### WHAT IS EXPECTED
Can you transcribe every record below exactly as it appears?

─── SUPPLIED MATERIAL ───

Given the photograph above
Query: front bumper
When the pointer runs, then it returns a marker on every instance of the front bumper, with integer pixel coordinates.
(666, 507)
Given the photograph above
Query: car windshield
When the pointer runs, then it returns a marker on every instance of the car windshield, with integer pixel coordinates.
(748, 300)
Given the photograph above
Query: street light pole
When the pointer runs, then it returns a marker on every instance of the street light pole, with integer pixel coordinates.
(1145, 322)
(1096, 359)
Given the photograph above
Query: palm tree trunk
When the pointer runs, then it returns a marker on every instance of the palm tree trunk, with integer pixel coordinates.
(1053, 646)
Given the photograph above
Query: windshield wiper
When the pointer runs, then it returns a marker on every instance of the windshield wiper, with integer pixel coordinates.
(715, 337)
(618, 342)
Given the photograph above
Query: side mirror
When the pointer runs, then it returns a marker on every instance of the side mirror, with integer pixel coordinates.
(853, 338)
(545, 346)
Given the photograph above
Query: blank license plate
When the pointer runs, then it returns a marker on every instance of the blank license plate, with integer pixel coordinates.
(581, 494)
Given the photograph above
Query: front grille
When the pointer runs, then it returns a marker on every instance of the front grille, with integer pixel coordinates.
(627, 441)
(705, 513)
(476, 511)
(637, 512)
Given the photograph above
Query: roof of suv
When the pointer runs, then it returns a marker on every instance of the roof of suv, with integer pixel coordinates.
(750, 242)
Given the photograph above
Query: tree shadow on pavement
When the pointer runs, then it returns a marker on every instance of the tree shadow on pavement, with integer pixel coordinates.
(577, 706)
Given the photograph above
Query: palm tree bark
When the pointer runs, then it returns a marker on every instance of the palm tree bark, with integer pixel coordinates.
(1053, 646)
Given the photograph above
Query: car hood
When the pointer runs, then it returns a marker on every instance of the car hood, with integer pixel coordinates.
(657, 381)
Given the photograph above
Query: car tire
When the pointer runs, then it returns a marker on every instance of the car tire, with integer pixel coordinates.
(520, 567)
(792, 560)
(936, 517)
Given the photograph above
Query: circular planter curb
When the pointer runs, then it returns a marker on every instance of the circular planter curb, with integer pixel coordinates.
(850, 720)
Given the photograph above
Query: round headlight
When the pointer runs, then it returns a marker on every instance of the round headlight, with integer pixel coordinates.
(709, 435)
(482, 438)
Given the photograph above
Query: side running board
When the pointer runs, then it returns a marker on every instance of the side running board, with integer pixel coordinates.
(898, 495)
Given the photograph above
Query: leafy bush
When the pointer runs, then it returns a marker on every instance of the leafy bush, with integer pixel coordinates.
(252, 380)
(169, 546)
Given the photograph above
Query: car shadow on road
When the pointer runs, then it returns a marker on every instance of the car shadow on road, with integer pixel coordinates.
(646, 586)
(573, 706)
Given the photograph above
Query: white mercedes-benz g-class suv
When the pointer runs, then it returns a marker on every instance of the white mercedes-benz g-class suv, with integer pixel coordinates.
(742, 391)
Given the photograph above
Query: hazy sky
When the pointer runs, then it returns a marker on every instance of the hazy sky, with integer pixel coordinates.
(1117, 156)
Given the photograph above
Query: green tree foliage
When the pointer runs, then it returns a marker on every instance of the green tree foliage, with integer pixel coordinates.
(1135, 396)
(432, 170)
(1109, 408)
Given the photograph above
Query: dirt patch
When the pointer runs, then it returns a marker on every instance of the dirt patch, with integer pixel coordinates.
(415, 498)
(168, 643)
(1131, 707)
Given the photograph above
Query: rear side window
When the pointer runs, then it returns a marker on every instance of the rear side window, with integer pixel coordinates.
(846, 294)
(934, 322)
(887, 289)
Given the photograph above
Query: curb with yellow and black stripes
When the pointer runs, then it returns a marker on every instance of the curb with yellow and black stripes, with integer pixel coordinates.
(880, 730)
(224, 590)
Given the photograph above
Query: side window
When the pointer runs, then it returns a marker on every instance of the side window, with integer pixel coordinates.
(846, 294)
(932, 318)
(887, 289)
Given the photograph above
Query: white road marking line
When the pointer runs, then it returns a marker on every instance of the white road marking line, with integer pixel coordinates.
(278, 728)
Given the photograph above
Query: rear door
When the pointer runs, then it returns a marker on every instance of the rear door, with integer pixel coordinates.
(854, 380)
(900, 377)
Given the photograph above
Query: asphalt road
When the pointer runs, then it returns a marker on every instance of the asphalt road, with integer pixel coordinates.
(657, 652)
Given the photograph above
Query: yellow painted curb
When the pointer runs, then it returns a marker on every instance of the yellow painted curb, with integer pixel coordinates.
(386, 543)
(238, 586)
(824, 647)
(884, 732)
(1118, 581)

───

### EXERCISE OUTPUT
Given the photograph above
Query: front bumper
When the pointer runs, then it returns a marker on every instance of the front bumper, with integer pixel coordinates.
(666, 507)
Given the photograph above
Query: car windshield
When the pointer runs, then it returns a marker on every instance of the car windshield, with integer pixel coordinates.
(748, 300)
Given the photograph above
Query: street light pole
When the pointer runs, then it returns a marker on every instance of the street light pole, with integer pixel coordinates.
(1145, 322)
(1096, 359)
Given the photograph above
Query: palm tree trunk
When the pointer runs, then it returns a marker on every instance of the palm tree trunk, with integer pixel coordinates.
(1053, 646)
Given the photograph above
Query: windshield wiper
When the pointer runs, then it returns a marker on every instance of the windshield wiper, with integer pixel coordinates.
(715, 337)
(618, 342)
Given the photograph above
Query: side mirror
When the pointer runs, then it returns a marker on every instance of the side mirror, with integer pixel coordinates.
(853, 338)
(545, 346)
Given the photograph above
Query: blank license plate
When the pointer runs, then it returns a marker on every instance of the blank license plate, with integer pixel coordinates.
(581, 494)
Given the photograph above
Query: front grille
When the pointer runs, then it returns a marker on every instance of the front grille, with integer pixel coordinates.
(627, 441)
(705, 513)
(476, 511)
(637, 512)
Given the photograph above
Query: roof of suv
When the pointer runs, then it returns a marker on every instance of the roof of suv, with integer pixel coordinates.
(750, 242)
Given the photograph above
Query: tree shadow on pavement
When the pointer runs, then it returns a marker on every instance of the tree shadow on pavement, with integer pixel coordinates.
(577, 706)
Given the photograph above
Query: palm tree bark
When the pointer runs, then it returns a marker on every instance of the palm tree bark, with integer pixel coordinates.
(1053, 646)
Given the photograph above
Query: car hood
When the pointer runs, then it returns a marker on every instance of the car hood, with integer pixel coordinates.
(657, 381)
Given the photograph above
Query: car tire
When the pointer runs, then it returns a marker on every instance of the car tire, with integer pixel coordinates.
(520, 567)
(792, 560)
(936, 517)
Given the photograph above
Query: circular planter curb
When the pointer runs, then it returns a marker on every instance of the circular planter curb, with integer pixel coordinates.
(850, 720)
Given the photograph above
Query: round headlight
When the pointer runs, then it returns a marker on every instance of the round headlight, with integer pixel coordinates.
(709, 435)
(482, 438)
Given the photograph above
Query: side running board
When the pointer runs, then it returns a marker on every instance of the side running board, with integer pixel coordinates.
(898, 495)
Given the photograph above
Query: leafy bush
When the pointer runs, then it returns a marker on every instance of the leafy bush, with integer pixel coordinates.
(252, 380)
(169, 546)
Given the photograph above
Query: car shadow on road
When the pointer runs, then it returns a marker on every instance of the car shadow on road, with integer pixel coordinates.
(646, 586)
(573, 706)
Given the photograph above
Query: white mercedes-benz g-class suv
When the pointer runs, then it returns a marker on every instance of the white mercedes-benz g-class suv, with integer pixel coordinates.
(742, 391)
Given the photograph above
Query: hazy sky
When the pointer runs, then it returns a marker on every instance of the hazy sky, with integer pixel coordinates.
(1117, 156)
Given the photograph above
Query: green tree foliage
When the pointer runs, then it returns a marker on every instance of the green tree foliage, with integer pixel coordinates.
(1135, 396)
(432, 170)
(1109, 408)
Given the photograph above
Query: dirt patch
When the pointer runs, then it returns a marker on every instance of the dirt patch, with integer pixel coordinates.
(415, 498)
(168, 643)
(1131, 707)
Given the photograph above
Query: rear side window
When the pointer runs, then it returns a marker on every instance of the rear side window, with integer pixel coordinates.
(846, 294)
(934, 322)
(887, 289)
Given the photograph above
Query: curb with yellow and black stripes
When the pointer runs, then it returns a marker on every instance of the curb with yellow and black stripes, with integer pixel coordinates.
(880, 730)
(224, 590)
Given the photograph above
Query: side window
When the pointer runs, then it returns a marker on every instance of the side window, with integer pixel coordinates.
(846, 294)
(932, 318)
(887, 289)
Given the photograph above
Query: white road marking line
When the pointer runs, then it returns a marker on every instance of the white road marking line, with integer pixel coordinates.
(278, 728)
Given the photograph above
Query: rear door
When the pointer runs, then it returns a marker on every instance of the rear door, with integer pixel coordinates.
(854, 380)
(900, 377)
Given the photograph above
Query: asphalt road
When the pointer runs, then it returns a marker on every instance of the asphalt road, with integer pixel coordinates.
(657, 652)
Given the photograph above
Query: yellow painted curb
When the pointer runs, then it returns a marker on every instance of the yellow painted curb, with integer pixel coordinates.
(386, 543)
(238, 586)
(824, 647)
(884, 732)
(1118, 581)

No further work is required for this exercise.